### DATA RECORDS ###

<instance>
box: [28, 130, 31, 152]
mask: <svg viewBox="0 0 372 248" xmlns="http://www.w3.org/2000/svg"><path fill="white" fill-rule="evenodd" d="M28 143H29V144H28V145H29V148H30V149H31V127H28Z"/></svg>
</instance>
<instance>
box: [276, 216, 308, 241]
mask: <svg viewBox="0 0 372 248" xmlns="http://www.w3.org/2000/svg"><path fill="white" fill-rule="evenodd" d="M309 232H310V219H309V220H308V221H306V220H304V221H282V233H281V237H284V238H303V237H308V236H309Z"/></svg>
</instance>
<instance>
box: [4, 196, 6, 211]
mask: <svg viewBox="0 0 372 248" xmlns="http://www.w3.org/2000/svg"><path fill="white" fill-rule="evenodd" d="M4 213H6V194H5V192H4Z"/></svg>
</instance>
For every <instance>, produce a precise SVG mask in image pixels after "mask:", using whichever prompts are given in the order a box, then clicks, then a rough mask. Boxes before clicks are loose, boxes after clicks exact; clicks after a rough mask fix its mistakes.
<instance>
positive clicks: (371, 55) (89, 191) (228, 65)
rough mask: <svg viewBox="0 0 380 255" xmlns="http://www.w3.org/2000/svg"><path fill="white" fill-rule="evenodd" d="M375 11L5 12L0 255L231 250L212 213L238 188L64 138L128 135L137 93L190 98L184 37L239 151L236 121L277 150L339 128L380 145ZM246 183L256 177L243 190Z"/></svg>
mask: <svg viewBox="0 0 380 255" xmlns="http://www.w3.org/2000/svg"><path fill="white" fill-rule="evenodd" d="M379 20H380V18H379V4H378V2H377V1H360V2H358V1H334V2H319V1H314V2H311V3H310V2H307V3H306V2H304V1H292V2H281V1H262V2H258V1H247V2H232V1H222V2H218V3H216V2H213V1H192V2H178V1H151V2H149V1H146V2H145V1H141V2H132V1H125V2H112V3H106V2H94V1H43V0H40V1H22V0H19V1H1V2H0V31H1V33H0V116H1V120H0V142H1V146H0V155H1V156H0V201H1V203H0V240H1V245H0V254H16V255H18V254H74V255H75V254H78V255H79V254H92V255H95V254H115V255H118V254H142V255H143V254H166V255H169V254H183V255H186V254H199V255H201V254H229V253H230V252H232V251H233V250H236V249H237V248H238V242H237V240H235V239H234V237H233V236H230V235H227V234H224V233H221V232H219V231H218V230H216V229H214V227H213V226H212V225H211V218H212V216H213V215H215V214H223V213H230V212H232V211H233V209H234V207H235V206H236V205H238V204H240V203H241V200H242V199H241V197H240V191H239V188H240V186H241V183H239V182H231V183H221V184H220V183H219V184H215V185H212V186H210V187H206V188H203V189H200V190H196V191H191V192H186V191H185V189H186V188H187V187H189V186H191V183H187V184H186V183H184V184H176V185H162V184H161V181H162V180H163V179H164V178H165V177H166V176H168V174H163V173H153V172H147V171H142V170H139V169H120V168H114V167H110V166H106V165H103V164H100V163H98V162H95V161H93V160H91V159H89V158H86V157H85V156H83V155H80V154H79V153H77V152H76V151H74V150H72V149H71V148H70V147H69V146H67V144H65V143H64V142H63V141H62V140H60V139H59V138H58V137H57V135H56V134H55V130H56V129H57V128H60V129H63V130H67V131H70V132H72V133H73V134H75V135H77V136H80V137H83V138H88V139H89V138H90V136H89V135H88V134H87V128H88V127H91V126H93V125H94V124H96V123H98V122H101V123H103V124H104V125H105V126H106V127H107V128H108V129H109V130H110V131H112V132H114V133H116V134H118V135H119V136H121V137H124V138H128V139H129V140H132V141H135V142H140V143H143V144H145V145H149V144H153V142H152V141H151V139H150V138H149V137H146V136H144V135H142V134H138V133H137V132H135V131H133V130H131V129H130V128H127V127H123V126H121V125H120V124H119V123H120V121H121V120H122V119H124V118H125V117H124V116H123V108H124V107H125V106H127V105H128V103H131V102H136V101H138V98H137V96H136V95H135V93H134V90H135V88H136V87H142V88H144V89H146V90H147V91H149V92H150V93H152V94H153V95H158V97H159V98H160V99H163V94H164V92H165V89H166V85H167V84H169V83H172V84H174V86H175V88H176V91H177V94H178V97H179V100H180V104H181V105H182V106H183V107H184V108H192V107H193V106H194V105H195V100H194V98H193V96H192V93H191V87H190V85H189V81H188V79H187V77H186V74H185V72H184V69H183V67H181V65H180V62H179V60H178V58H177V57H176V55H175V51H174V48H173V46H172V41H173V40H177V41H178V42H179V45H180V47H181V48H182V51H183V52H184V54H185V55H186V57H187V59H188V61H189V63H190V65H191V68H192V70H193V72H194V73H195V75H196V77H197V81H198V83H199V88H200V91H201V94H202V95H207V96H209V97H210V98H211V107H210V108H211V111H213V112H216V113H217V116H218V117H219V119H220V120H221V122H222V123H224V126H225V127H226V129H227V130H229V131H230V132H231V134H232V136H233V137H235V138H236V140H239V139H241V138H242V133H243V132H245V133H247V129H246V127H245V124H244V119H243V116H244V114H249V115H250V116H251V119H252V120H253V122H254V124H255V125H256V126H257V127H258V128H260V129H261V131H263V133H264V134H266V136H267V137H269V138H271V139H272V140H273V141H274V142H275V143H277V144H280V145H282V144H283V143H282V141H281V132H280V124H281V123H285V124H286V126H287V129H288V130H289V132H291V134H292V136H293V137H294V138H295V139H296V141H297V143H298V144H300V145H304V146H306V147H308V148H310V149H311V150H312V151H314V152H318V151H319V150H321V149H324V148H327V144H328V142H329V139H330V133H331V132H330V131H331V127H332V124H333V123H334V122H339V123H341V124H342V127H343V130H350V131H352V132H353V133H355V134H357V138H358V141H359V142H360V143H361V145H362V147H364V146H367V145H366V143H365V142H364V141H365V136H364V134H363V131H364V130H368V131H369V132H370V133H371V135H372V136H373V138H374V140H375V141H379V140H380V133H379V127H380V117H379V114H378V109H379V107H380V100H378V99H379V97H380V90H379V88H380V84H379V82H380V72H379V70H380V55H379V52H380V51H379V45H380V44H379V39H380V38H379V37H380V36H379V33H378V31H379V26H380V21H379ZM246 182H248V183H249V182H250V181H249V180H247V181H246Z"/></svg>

###

Return every record above exactly as it appears.

<instance>
box: [28, 130, 31, 152]
mask: <svg viewBox="0 0 372 248" xmlns="http://www.w3.org/2000/svg"><path fill="white" fill-rule="evenodd" d="M28 143H29V144H28V145H29V148H30V149H31V127H28Z"/></svg>
</instance>
<instance>
box: [276, 216, 308, 241]
mask: <svg viewBox="0 0 372 248" xmlns="http://www.w3.org/2000/svg"><path fill="white" fill-rule="evenodd" d="M309 232H310V219H309V220H308V221H306V220H304V221H282V233H281V237H284V238H303V237H308V236H309Z"/></svg>
</instance>
<instance>
box: [4, 196, 6, 211]
mask: <svg viewBox="0 0 372 248" xmlns="http://www.w3.org/2000/svg"><path fill="white" fill-rule="evenodd" d="M4 213H6V194H5V192H4Z"/></svg>
</instance>
For every <instance>, produce a precise SVG mask in image pixels after "mask:", using whichever prompts are given in the order a box, then clicks, then a rough mask. Boxes before clicks are loose, boxes after clicks exact; clicks after a rough mask fix its mistakes.
<instance>
positive clicks: (371, 55) (89, 191) (228, 65)
rough mask: <svg viewBox="0 0 380 255" xmlns="http://www.w3.org/2000/svg"><path fill="white" fill-rule="evenodd" d="M375 11L5 12L0 255L231 250L212 213L238 188L64 138L128 135L137 93L190 98L184 37L239 151L236 121L277 150L339 128L380 145ZM246 183L256 177L243 190Z"/></svg>
mask: <svg viewBox="0 0 380 255" xmlns="http://www.w3.org/2000/svg"><path fill="white" fill-rule="evenodd" d="M379 20H380V18H379V4H378V2H377V1H360V2H358V1H334V2H319V1H314V2H311V3H310V2H307V3H306V2H304V1H292V2H281V1H262V2H258V1H247V2H232V1H222V2H218V3H216V2H213V1H192V2H178V1H151V2H149V1H146V2H145V1H141V2H132V1H125V2H112V3H106V2H94V1H43V0H40V1H22V0H19V1H1V2H0V31H1V33H0V116H1V120H0V142H1V146H0V155H1V156H0V201H1V203H0V240H1V245H0V254H16V255H18V254H74V255H75V254H78V255H79V254H92V255H95V254H115V255H118V254H142V255H143V254H166V255H169V254H183V255H186V254H199V255H201V254H229V253H230V252H232V251H233V250H236V249H237V248H238V242H237V240H235V239H234V237H233V236H230V235H227V234H224V233H221V232H219V231H218V230H216V229H214V227H213V226H212V225H211V218H212V216H213V215H215V214H223V213H230V212H232V211H233V209H234V207H235V206H236V205H238V204H240V203H241V200H242V199H241V197H240V191H239V188H240V186H241V183H239V182H231V183H221V184H220V183H219V184H215V185H212V186H210V187H206V188H203V189H200V190H196V191H191V192H186V191H185V189H186V188H187V187H189V186H191V183H187V184H186V183H184V184H176V185H162V184H161V181H162V180H163V179H164V178H165V177H166V176H168V174H163V173H153V172H147V171H142V170H139V169H120V168H114V167H110V166H106V165H103V164H100V163H98V162H95V161H93V160H91V159H89V158H86V157H85V156H83V155H80V154H79V153H77V152H76V151H74V150H72V149H71V148H70V147H69V146H67V144H65V143H64V142H63V141H62V140H60V139H59V138H58V137H57V135H56V134H55V130H56V129H57V128H60V129H63V130H67V131H70V132H72V133H73V134H75V135H77V136H80V137H83V138H88V139H89V138H90V136H89V135H88V134H87V128H88V127H91V126H93V125H94V124H96V123H98V122H101V123H103V124H104V125H105V126H106V127H107V128H108V129H109V130H110V131H112V132H114V133H116V134H118V135H119V136H121V137H124V138H128V139H129V140H132V141H135V142H140V143H143V144H145V145H149V144H153V142H152V141H151V139H150V138H149V137H146V136H144V135H142V134H138V133H137V132H135V131H133V130H131V129H130V128H127V127H123V126H121V125H120V124H119V123H120V121H121V120H122V119H124V118H125V117H124V116H123V108H124V107H125V106H127V105H128V103H131V102H136V101H138V98H137V96H136V95H135V93H134V90H135V88H136V87H142V88H144V89H146V90H147V91H149V92H150V93H152V94H153V95H158V97H159V98H160V99H163V94H164V92H165V89H166V85H167V84H169V83H172V84H174V86H175V88H176V91H177V94H178V97H179V100H180V104H181V105H182V106H183V107H184V108H192V107H193V106H194V105H195V100H194V98H193V96H192V93H191V87H190V85H189V81H188V79H187V77H186V74H185V72H184V69H183V67H181V65H180V62H179V60H178V58H177V57H176V55H175V51H174V48H173V46H172V41H173V40H177V41H178V42H179V45H180V47H181V48H182V51H183V52H184V54H185V55H186V57H187V59H188V61H189V63H190V65H191V68H192V70H193V72H194V73H195V75H196V77H197V81H198V83H199V88H200V91H201V94H202V95H207V96H209V97H210V98H211V107H210V108H211V111H213V112H216V113H217V116H218V117H219V119H220V120H221V122H222V123H224V126H225V127H226V129H227V130H229V131H230V132H231V134H232V136H233V137H235V138H236V140H239V139H241V138H242V133H243V132H245V133H247V129H246V127H245V124H244V119H243V116H244V114H249V115H250V116H251V119H252V120H253V122H254V124H255V125H256V126H257V127H258V128H260V129H261V131H263V133H264V134H266V136H267V137H269V138H271V139H272V140H273V141H274V142H275V143H277V144H280V145H282V144H283V143H282V141H281V132H280V124H281V123H285V124H286V126H287V129H288V130H289V132H291V134H292V136H293V137H294V138H295V139H296V141H297V143H298V144H300V145H304V146H306V147H308V148H310V149H311V150H312V151H314V152H318V151H319V150H321V149H324V148H327V144H328V142H329V139H330V133H331V132H330V131H331V127H332V124H333V123H334V122H339V123H341V124H342V127H343V130H350V131H352V132H353V133H355V134H357V138H358V141H359V142H360V143H361V145H362V147H364V146H367V145H366V143H365V142H364V141H365V136H364V134H363V131H364V130H368V131H369V132H370V133H371V135H372V136H373V138H374V140H375V141H379V140H380V133H379V127H380V117H379V114H378V109H379V107H380V100H378V99H379V97H380V90H379V88H380V84H379V82H380V72H379V70H380V55H379V52H380V51H379V45H380V44H379V39H380V38H379V37H380V36H379V33H378V31H379V26H380V21H379ZM246 182H248V183H249V182H250V181H249V180H247V181H246Z"/></svg>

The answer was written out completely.